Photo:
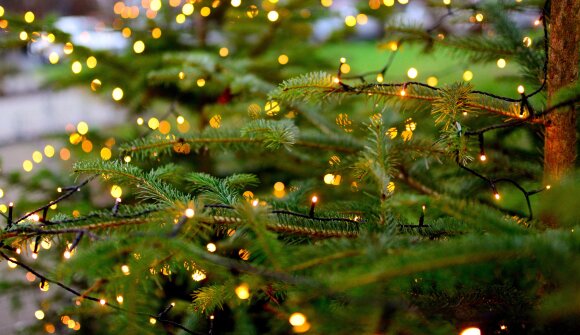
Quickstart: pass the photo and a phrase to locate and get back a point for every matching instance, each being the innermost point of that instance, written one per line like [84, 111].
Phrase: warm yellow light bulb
[117, 93]
[138, 47]
[211, 247]
[297, 319]
[243, 291]
[29, 17]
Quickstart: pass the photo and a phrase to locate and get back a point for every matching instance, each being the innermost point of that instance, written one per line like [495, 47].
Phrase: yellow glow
[106, 153]
[156, 33]
[326, 3]
[180, 18]
[155, 5]
[273, 16]
[224, 52]
[272, 108]
[49, 151]
[116, 191]
[37, 157]
[91, 62]
[53, 58]
[467, 75]
[29, 17]
[215, 121]
[362, 19]
[82, 128]
[211, 247]
[297, 319]
[198, 275]
[471, 331]
[12, 265]
[64, 154]
[187, 9]
[243, 291]
[27, 165]
[138, 47]
[252, 11]
[279, 186]
[126, 32]
[432, 81]
[68, 48]
[87, 146]
[76, 67]
[350, 21]
[39, 314]
[283, 59]
[153, 123]
[117, 94]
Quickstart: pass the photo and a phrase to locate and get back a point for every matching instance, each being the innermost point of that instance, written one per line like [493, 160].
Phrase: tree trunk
[560, 134]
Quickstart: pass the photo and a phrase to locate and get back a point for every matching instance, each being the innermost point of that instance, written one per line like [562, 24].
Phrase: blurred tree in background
[280, 174]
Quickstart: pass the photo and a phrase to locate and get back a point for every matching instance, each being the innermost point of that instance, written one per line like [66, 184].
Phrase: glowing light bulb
[243, 291]
[297, 319]
[211, 247]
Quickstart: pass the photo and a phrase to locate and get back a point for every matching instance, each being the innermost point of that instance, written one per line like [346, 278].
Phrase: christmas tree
[266, 190]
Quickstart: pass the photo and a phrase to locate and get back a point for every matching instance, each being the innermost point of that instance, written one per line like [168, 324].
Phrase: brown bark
[560, 134]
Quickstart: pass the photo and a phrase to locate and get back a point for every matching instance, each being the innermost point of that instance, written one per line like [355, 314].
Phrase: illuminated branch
[43, 278]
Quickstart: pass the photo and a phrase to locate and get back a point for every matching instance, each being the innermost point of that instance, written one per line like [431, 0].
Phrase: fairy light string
[44, 279]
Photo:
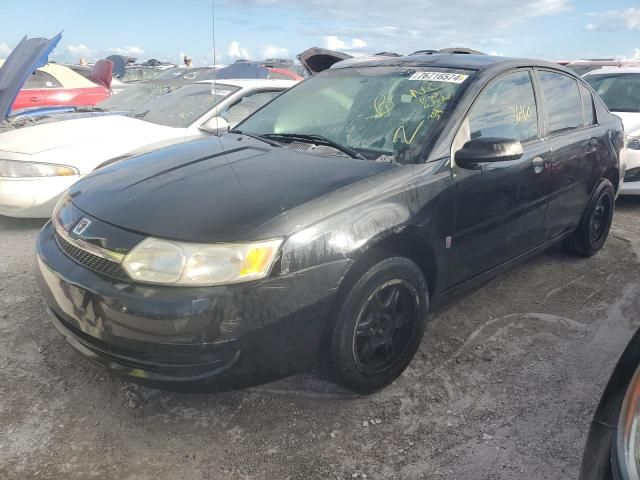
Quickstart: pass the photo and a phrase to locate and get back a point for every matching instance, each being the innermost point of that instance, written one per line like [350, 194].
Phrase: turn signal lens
[18, 169]
[193, 264]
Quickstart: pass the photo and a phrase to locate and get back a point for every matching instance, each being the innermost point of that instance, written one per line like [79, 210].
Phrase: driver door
[500, 206]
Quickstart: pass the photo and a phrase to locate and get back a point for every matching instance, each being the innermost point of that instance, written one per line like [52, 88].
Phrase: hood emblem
[81, 226]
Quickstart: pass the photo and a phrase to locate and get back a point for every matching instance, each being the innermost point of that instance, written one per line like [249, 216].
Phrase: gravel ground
[503, 387]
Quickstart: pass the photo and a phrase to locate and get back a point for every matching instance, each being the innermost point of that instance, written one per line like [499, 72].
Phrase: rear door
[500, 208]
[576, 148]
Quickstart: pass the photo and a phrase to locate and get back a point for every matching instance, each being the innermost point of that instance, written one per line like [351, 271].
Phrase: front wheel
[592, 233]
[379, 326]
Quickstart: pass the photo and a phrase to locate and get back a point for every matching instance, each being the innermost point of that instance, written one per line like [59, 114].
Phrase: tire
[379, 325]
[593, 230]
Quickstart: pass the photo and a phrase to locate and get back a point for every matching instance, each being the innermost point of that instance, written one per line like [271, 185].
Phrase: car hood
[630, 120]
[85, 133]
[29, 54]
[213, 189]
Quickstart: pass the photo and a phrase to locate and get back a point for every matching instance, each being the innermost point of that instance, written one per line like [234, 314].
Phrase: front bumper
[194, 339]
[32, 197]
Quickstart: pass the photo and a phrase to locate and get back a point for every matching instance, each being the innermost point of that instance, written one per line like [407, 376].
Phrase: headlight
[18, 169]
[628, 440]
[193, 264]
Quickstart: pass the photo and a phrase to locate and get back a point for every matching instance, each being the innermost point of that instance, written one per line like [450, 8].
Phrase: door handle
[539, 164]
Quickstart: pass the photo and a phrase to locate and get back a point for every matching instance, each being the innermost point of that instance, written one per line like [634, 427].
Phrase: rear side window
[588, 109]
[506, 109]
[563, 103]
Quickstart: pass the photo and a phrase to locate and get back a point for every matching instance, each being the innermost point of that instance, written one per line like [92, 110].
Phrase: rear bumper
[192, 339]
[32, 197]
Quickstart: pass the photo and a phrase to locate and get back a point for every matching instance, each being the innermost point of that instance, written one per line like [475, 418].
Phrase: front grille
[91, 261]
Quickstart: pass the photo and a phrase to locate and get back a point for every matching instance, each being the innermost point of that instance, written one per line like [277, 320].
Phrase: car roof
[608, 71]
[66, 76]
[459, 61]
[253, 83]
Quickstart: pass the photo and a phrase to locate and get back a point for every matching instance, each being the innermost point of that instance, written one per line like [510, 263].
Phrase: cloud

───

▸ **WHAT THE EXERCISE ASKS**
Your copy must match the records above exactly, apart from the pictures, which are excluded.

▸ **TASK RESPONSE**
Photo:
Quickstart: pass the photo and a phrase to locate and get back a point for every matching instance, each being the innermost point of that instance, written one per line like [84, 111].
Phrase: warm yellow light bulb
[117, 93]
[138, 47]
[211, 247]
[297, 319]
[243, 291]
[29, 17]
Quickstart: pass the photo and a phrase to locate and get back a point for every matching instance, each being the innermost point of that instance, written one per line like [495, 47].
Phrase: yellow glow
[106, 153]
[156, 33]
[326, 3]
[180, 18]
[155, 5]
[273, 16]
[224, 52]
[272, 108]
[49, 151]
[116, 191]
[37, 157]
[91, 62]
[53, 58]
[467, 75]
[29, 17]
[215, 121]
[362, 19]
[82, 128]
[211, 247]
[297, 319]
[198, 275]
[471, 331]
[12, 265]
[64, 154]
[187, 9]
[243, 291]
[27, 165]
[138, 47]
[252, 11]
[279, 186]
[126, 32]
[432, 81]
[68, 48]
[87, 146]
[76, 67]
[350, 21]
[39, 314]
[283, 59]
[153, 123]
[117, 94]
Quickstart: pass the photo and a phrase to locate and get back a point for every matching instance, each being the innermost point of that instance, written one per line like [493, 160].
Phrase: tree trunk
[560, 134]
Quickstart: pass the photo and a phrase to locate and get back a point for every matching instance, each being the innermost point of that instance, written one per line like [562, 24].
Phrase: blurred tree in background
[280, 174]
Quickstart: pass the photo and a phrase to locate and get back a point for every matching instance, each being the innermost point of that instance, written one per line like [66, 184].
Phrase: glowing light bulb
[243, 291]
[297, 319]
[211, 247]
Quickstart: pass the photo and a phrase to locate and get back a point for every matching instance, each being the innermost point of that instance, written one per line like [346, 278].
Phrase: christmas tree
[266, 190]
Quickstart: pass the photo and a phrase to locate and get back a point for every matching instance, each being the innermost point of that instance, written one per line like [168, 324].
Phrase: brown bark
[560, 134]
Quickstart: pass the photo and a phrase to locate and get back a point for every matching instance, each being the innermost point of that instance, written one per line like [355, 314].
Phrase: illuminated branch
[43, 278]
Quickstart: pass the photo and a phrase to locate and get back a point for every matching instance, each being the innermost point of that instance, written one per line like [431, 0].
Phrase: fairy light string
[44, 279]
Photo:
Quickstart: pass the photo and a phrase to locate and get back a point for every matching instance, each being the innermost point of that instance, written one per line like [350, 194].
Phrase: turn signal lens
[18, 169]
[193, 264]
Quickstart: pass the photo and a phrase to locate and get back a point for every matching instance, each being the innermost point of that instance, written one per line like [79, 210].
Phrase: driver door
[500, 206]
Quickstart: pass the photo and a phrase to locate and get back a point for every matching instance, each being the innermost point of that instance, written one per line like [52, 88].
Phrase: hood emblem
[81, 226]
Quickstart: pass the photo and a phrase to locate and get back a point for every matching instance, each being the innermost point of that instance, written one per line like [249, 216].
Phrase: gravel ground
[503, 387]
Quickstart: pass the photo and a phrase to locate and get back a point for every matching instance, each being the innermost point of that instance, written one per line like [499, 72].
Phrase: rear door
[500, 208]
[576, 148]
Quickstart: pass the photo and a phrase to locate and get back a point for every matching instance, each being the innermost point of that instance, written one per line like [351, 271].
Phrase: front wheel
[592, 233]
[379, 326]
Quickstart: pass the photo and a phrase to locate and get back a point for every matching instance, each being the innermost point of that instance, written one per line like [59, 114].
Phrase: tire
[379, 325]
[593, 230]
Quickstart: pass the photo and a phrase to locate and get back a point for every matching instance, each being the innermost point of that instance, written one per line like [271, 185].
Phrase: car hood
[630, 120]
[85, 133]
[29, 54]
[213, 189]
Quickstart: pass the photo and a phrase to locate and get back a point for every matching instance, each being the innermost point of that instance, written one per line like [234, 314].
Phrase: front bumper
[194, 339]
[32, 197]
Quickstart: pass the photo and a phrase to locate and get back a point for every matching instance, each being the innermost point of that instance, written one per line like [407, 376].
Phrase: headlight
[18, 169]
[628, 440]
[193, 264]
Quickstart: pass the photo and a phrase to locate and get back a point for every matching instance, each being the innermost point of that instance, written one per line like [450, 8].
Phrase: door handle
[539, 164]
Quickstart: pass the photo and a phrase to locate and get back a point for every matching instance, each being the innermost point of that instance, written one per line like [634, 427].
Phrase: rear side window
[588, 109]
[506, 109]
[563, 103]
Quickstart: pass the photo and a phrase to locate and get back a point for every matching instance, each being the innermost point of that instance, written one per line like [92, 110].
Phrase: rear bumper
[192, 339]
[32, 197]
Quickstart: pass the photo and a phrase to locate and get back a point for every matching instance, each being the innermost point of that instance, written one per line like [475, 418].
Phrase: front grille
[91, 261]
Quickstart: pass the photo and a phrase to locate and get back a point for every matching instance, each being the innermost point of that instance, written one per line like [277, 320].
Phrase: car roof
[608, 71]
[66, 76]
[459, 61]
[253, 83]
Quickstart: pass the photo and a phrase to locate and get back a point for every matching instance, each being the innermost point of that instance, written one per line like [510, 263].
Phrase: cloud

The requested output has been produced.